**EXERCISE GOAL**
Set down the rows below word for word, starting at their first line and stopping after the line that contains "box: [26, 10, 571, 476]".

**** PROVIDED RECORDS ****

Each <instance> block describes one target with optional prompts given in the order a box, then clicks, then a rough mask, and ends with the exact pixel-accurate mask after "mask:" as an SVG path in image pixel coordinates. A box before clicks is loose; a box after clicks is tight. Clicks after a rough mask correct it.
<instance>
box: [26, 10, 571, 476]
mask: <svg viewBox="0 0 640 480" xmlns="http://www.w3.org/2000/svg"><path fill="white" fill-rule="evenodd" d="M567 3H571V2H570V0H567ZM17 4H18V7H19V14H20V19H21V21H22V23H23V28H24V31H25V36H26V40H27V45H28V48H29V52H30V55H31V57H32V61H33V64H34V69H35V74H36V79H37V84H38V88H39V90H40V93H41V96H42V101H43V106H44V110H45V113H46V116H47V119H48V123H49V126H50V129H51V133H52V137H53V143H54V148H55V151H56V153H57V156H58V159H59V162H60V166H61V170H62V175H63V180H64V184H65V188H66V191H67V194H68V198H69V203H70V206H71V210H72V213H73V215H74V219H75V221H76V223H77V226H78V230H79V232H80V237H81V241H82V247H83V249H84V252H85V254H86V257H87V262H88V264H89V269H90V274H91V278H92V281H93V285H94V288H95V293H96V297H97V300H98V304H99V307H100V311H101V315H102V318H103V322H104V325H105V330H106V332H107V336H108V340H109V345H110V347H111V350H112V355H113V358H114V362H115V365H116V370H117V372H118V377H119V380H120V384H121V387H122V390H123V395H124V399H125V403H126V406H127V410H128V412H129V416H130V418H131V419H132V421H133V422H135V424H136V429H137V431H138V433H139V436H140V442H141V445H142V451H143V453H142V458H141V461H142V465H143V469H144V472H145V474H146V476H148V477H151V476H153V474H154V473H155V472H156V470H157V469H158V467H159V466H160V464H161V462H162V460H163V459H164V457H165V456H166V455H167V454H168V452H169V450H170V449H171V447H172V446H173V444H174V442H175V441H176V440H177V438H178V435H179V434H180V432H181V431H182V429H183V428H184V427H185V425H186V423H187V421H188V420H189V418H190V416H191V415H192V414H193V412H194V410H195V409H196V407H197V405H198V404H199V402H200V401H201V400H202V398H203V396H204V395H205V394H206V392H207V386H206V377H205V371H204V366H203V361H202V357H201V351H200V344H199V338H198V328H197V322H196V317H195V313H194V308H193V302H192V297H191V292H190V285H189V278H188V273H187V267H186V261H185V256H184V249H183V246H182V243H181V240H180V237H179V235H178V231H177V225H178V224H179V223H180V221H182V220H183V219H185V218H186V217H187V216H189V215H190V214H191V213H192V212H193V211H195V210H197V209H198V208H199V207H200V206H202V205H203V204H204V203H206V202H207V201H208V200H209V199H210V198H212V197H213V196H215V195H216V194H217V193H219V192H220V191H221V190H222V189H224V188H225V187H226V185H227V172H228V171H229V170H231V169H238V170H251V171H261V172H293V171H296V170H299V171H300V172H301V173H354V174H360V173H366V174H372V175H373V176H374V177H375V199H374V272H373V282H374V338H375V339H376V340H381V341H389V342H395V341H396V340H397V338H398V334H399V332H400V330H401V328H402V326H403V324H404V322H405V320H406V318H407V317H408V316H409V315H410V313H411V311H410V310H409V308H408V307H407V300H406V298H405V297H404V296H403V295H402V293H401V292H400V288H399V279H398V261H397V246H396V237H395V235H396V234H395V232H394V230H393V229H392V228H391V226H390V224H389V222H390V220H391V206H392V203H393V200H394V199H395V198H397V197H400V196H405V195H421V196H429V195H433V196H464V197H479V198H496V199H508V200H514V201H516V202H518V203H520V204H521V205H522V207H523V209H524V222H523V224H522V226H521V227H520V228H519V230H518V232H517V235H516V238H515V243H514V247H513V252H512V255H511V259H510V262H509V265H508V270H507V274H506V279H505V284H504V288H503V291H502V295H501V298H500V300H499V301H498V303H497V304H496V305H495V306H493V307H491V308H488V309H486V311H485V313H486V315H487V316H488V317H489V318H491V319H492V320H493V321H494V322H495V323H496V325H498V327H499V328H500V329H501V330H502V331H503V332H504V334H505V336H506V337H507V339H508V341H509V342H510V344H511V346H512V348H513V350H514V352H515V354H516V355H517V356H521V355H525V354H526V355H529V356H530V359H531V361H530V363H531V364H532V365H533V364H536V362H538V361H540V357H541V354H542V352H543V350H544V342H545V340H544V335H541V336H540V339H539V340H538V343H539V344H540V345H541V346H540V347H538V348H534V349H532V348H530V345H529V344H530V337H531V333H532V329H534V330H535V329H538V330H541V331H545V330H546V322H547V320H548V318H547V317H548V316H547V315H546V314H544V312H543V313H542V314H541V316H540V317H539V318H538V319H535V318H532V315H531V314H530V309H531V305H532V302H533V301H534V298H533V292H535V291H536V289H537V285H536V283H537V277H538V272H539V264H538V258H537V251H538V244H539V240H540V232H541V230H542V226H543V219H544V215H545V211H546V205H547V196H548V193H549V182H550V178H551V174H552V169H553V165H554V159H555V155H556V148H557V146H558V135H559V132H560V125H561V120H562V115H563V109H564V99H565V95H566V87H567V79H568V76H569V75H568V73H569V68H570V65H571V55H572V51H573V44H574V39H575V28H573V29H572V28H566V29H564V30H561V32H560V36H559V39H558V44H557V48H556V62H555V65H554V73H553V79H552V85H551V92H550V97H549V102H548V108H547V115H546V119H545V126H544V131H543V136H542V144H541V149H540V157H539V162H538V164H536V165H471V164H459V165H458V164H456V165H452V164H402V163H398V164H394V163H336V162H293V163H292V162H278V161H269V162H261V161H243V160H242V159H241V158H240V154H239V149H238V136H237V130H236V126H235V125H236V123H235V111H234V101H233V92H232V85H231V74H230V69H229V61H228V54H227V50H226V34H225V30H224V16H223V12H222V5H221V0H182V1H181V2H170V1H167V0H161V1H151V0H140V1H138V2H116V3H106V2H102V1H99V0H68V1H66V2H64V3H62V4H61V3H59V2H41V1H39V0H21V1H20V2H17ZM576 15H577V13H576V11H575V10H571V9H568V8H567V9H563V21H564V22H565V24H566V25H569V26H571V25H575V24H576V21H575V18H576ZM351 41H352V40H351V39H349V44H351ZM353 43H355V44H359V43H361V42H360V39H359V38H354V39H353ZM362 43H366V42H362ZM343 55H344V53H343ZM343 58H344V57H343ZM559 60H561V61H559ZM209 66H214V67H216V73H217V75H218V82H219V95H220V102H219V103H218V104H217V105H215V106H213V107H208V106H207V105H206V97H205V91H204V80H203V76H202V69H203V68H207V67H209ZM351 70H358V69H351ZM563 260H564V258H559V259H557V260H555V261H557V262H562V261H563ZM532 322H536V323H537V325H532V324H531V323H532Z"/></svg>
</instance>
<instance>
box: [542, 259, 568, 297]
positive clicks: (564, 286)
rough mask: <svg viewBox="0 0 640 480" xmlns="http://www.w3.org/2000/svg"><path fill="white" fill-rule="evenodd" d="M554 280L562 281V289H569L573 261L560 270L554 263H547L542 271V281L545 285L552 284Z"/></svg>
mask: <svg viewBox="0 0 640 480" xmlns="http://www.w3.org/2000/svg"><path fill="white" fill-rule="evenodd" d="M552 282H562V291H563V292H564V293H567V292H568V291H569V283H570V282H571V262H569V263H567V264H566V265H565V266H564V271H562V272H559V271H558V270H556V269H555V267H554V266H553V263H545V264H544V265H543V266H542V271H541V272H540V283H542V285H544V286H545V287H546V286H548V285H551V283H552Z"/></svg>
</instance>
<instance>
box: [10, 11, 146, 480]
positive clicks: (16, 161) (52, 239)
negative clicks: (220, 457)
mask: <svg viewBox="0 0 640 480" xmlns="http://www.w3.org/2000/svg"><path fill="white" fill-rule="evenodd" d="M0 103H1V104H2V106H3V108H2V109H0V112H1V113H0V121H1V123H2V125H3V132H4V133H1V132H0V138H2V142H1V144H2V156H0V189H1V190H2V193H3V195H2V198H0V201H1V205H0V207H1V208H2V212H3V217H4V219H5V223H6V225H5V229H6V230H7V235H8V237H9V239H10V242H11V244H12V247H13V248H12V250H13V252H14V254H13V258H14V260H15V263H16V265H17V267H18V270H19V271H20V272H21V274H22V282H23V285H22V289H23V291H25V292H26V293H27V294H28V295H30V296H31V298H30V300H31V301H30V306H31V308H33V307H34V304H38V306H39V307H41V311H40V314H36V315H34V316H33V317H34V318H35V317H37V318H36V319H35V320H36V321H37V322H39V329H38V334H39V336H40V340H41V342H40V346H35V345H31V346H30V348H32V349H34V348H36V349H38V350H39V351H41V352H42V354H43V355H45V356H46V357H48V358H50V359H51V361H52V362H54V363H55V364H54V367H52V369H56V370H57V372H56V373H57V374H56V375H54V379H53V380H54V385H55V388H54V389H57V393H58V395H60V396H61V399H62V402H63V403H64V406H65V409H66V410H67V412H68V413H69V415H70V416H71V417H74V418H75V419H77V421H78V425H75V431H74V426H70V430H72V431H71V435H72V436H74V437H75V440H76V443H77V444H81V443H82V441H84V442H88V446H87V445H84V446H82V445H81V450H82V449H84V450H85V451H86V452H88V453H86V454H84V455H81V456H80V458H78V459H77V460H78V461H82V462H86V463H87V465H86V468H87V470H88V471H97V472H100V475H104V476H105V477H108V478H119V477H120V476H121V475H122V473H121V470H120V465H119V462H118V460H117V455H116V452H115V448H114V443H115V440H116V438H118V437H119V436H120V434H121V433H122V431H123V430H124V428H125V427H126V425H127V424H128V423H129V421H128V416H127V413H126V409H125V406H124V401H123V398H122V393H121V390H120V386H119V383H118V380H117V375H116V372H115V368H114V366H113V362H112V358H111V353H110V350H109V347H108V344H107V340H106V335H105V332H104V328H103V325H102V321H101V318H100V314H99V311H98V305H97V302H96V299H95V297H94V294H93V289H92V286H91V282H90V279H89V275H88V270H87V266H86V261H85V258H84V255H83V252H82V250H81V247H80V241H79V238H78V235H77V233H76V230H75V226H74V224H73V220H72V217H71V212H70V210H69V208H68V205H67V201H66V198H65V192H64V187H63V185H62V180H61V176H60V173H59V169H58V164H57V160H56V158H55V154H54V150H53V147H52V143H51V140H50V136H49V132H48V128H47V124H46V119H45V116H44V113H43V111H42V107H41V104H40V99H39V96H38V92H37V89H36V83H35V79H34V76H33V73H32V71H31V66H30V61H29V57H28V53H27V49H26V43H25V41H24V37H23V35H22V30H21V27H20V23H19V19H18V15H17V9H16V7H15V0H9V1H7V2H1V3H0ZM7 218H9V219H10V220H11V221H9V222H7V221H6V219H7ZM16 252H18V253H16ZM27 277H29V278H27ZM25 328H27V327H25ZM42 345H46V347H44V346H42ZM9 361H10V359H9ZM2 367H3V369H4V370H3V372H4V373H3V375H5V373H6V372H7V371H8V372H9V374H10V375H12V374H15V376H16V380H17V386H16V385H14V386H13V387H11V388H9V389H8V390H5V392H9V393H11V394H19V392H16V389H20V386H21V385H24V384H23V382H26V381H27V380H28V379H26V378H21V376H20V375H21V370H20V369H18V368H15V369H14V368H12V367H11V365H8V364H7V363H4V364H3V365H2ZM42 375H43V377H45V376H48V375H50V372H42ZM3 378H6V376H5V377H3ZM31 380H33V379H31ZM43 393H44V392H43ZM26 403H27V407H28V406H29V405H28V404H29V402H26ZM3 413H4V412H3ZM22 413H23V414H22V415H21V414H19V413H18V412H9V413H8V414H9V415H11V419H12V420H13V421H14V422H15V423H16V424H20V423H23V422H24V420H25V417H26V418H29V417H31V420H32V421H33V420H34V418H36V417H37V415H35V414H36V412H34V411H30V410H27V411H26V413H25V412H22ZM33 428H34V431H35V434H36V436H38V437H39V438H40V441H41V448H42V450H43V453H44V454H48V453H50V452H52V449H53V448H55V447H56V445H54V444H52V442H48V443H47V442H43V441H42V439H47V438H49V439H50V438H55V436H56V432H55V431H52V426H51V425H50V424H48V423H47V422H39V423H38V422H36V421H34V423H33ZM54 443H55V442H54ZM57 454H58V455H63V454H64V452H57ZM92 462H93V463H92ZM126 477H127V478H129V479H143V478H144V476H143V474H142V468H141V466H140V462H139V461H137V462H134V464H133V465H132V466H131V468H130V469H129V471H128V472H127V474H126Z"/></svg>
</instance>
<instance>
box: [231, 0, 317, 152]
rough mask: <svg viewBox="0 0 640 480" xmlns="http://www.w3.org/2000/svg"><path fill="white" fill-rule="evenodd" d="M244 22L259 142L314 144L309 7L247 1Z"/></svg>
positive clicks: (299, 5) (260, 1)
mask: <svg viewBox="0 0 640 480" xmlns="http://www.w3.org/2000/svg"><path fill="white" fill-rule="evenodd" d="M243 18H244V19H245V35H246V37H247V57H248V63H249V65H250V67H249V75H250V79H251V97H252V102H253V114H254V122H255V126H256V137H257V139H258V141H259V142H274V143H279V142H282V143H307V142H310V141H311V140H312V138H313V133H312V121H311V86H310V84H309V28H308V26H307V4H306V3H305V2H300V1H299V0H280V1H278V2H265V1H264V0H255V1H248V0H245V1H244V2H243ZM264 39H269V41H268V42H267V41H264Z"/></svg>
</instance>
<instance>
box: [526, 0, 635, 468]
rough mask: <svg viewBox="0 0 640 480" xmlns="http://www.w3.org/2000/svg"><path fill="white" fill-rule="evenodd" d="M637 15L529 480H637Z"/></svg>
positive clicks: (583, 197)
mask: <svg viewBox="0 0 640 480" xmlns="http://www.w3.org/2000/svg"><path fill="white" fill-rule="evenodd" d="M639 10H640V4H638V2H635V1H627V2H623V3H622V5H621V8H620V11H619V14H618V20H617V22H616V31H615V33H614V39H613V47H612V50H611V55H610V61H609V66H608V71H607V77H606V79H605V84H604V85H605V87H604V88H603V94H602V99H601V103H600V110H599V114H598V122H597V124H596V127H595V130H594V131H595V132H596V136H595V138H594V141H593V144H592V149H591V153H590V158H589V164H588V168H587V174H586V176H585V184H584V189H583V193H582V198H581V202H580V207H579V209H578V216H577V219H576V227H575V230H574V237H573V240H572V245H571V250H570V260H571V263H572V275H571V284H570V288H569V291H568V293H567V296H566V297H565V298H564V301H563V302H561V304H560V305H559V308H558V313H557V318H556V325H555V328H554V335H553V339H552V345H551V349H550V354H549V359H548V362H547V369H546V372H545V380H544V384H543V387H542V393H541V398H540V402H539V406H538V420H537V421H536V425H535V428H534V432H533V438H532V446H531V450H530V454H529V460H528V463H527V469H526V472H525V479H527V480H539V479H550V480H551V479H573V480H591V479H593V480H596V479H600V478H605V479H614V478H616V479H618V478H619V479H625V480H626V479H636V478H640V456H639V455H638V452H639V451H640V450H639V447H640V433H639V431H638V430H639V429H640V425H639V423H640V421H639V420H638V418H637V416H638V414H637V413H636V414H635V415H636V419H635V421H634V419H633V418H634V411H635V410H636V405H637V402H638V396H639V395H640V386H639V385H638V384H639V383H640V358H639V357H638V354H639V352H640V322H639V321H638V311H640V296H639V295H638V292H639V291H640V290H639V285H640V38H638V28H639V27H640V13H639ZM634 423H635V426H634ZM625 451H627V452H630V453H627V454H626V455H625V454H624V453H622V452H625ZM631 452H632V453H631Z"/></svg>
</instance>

****

**ANSWER SECTION**
Each <instance> block describes one target with optional prompts given in the order a box, then clicks, then a rough mask, and ends with the exact pixel-accurate mask after "mask:" as an SVG path in image pixel coordinates. A box before clicks is loose; a box after clicks is tight. Clicks after a rough mask correct it.
<instance>
box: [26, 10, 571, 476]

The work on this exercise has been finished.